____ TEXT TO READ
Commodity Futures Trading Commission
Office of External Affairs
Three Lafayette Centre
1155 21st Street, NW
Washington, DC 20581

The 17th Session of the U.S.-China Joint Economic Committee (JEC)
October 16/17, 2005
Grand Epoch City, Hebei Province (October 16)
Diaoyutai State Guest House, Beijing, China (October 17)

Remarks of CFTC Chairman Reuben Jeffery
JEC Plenary Session
October 16, 2005

It is an honor and a privilege to have the opportunity to address you during this important time in the development of your capital markets and the evolution of a corresponding regulatory structure. We applaud your interest in enhancing the efficiency of the markets, as well as the rigor of the judicial system and laws that support their operation. In particular, I am pleased to describe the experience of the United States in developing its futures markets, because there appear to be remarkable similarities in our respective markets and the needs of their commercial users.

The CFTC and the Structure of U.S. Markets

Let me begin with a few words about the U.S. oversight of futures and options. In 1974 the U.S. Congress established the CFTC as in independent agency in response to domestic and international market developments. The objective of the CFTC is to protect against manipulation, abusive trade practices and fraud. In doing so, the regulatory framework takes into account the user base, in particular the fact that the principal participants in the organized futures markets are professional traders, sophisticated individuals, and commercial interests.

Futures are big business. 1.3 billion contracts traded in 2004, a 27% increase over the previous year; and more than a billion dollars in cash and many trillions in risk pass through the U.S. system daily. While the historical roots of the U.S. futures markets are agricultural, today, more than 80 percent of all contracts are interest rate, equity and currency products.

The Parallels between China and the United States

China, of course, must deal with its own local realities. Nonetheless, the experience of the United States may be relevant to China, as the creation of the CFTC was driven in part by the rapid growth and diversification of financial markets.

With respect to foreign currency futures in particular, there are similarities between the situation of China today and that of the United States in the early 1970s when the Bretton Woods agreement that fixed the dollar exchange rate collapsed. At the time, Nobel Prize winning economist Milton Friedman predicted that the end of the Bretton Woods system for fixed rate global currencies would necessitate the creation of a derivatives market in foreign currencies. Friedman wrote:

Under a system of rigidly-fixed rates that do not change . . . there is only limited room or need for a broad, resilient public futures market in currencies... [But] the demand that will rise for forward cover under [a flexible currency regime], and the greater opportunities for speculation, mean that the present futures markets are bound to expand – soon and rapidly.”
________
____ RECORDS SUPPLIED
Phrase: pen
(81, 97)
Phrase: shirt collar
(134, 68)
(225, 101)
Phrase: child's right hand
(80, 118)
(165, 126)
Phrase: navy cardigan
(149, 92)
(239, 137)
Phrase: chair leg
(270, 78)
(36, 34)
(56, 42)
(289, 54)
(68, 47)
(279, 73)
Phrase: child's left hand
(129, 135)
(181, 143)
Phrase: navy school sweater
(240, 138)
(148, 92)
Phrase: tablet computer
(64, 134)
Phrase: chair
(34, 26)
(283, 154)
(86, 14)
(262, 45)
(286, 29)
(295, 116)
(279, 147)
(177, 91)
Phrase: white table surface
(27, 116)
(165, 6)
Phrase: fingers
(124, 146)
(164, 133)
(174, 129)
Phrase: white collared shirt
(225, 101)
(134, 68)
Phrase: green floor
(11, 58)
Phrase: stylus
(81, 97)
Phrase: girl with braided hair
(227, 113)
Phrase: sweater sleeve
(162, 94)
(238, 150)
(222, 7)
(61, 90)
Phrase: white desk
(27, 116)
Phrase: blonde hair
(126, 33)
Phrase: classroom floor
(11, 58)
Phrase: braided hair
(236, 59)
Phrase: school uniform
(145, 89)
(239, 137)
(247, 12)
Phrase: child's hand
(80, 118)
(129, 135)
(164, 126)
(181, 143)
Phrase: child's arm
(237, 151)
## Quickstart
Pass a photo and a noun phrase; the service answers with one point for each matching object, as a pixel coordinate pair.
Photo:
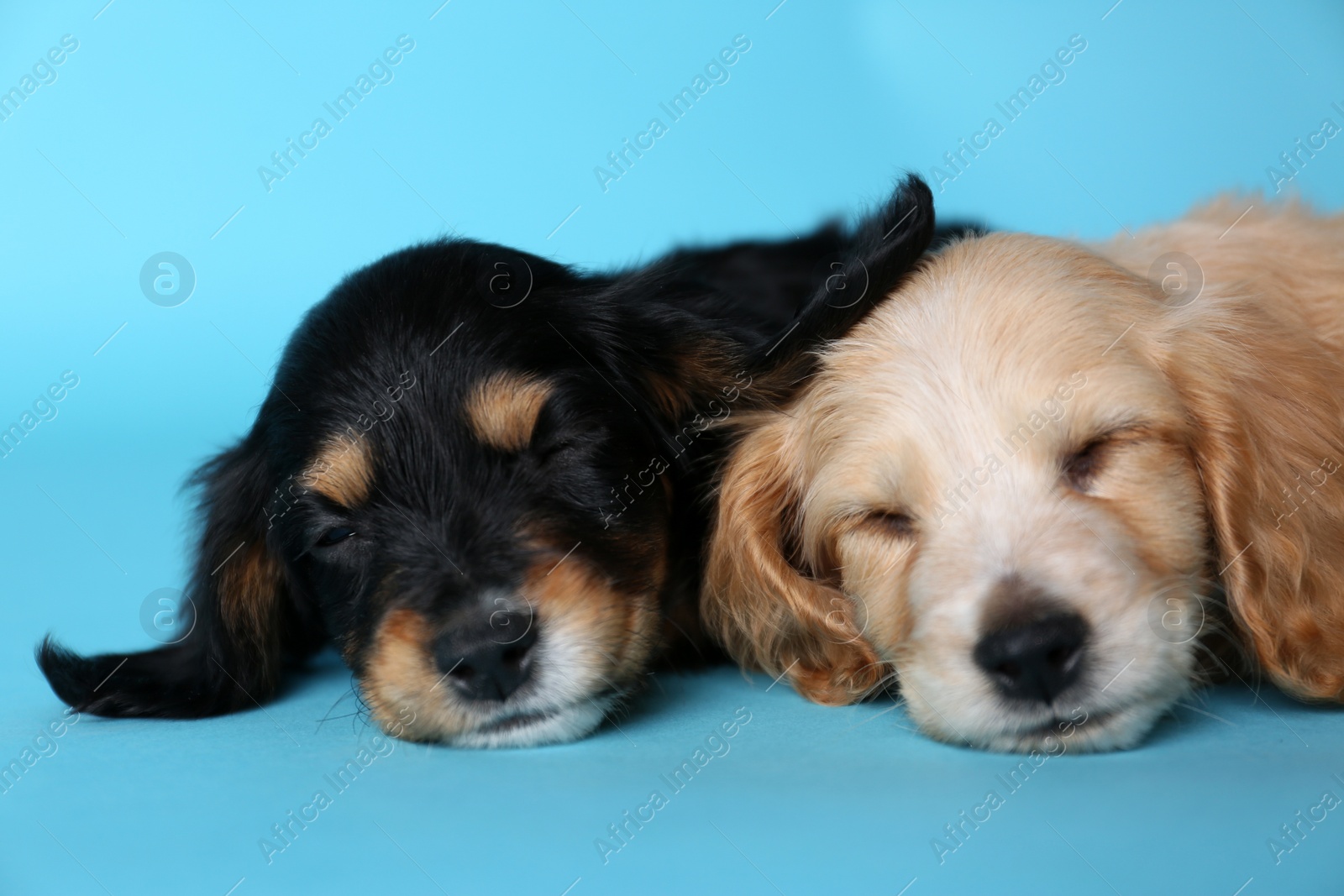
________
# TASKS AND EXERCISES
1. In the CFTC chairman's remarks, how would you render the sentence "China, of course, must deal with its own local realities." in Spanish?
2. Could you turn the part of the rows that opens with the line containing "Phrase: classroom floor" and closes with the last line of the rows, both ends included, into a JSON list of strings with one string per line, skipping blank lines and leaving the pictures out?

# ANSWER LIST
1. China, por supuesto, debe hacer frente a sus propias realidades locales.

2.
[
  "Phrase: classroom floor",
  "(11, 58)",
  "Phrase: braided hair",
  "(236, 59)",
  "Phrase: school uniform",
  "(145, 89)",
  "(239, 137)",
  "(247, 12)",
  "Phrase: child's hand",
  "(80, 118)",
  "(129, 135)",
  "(164, 126)",
  "(181, 143)",
  "Phrase: child's arm",
  "(237, 151)",
  "## Quickstart",
  "Pass a photo and a noun phrase; the service answers with one point for each matching object, as a pixel coordinate pair.",
  "Photo:"
]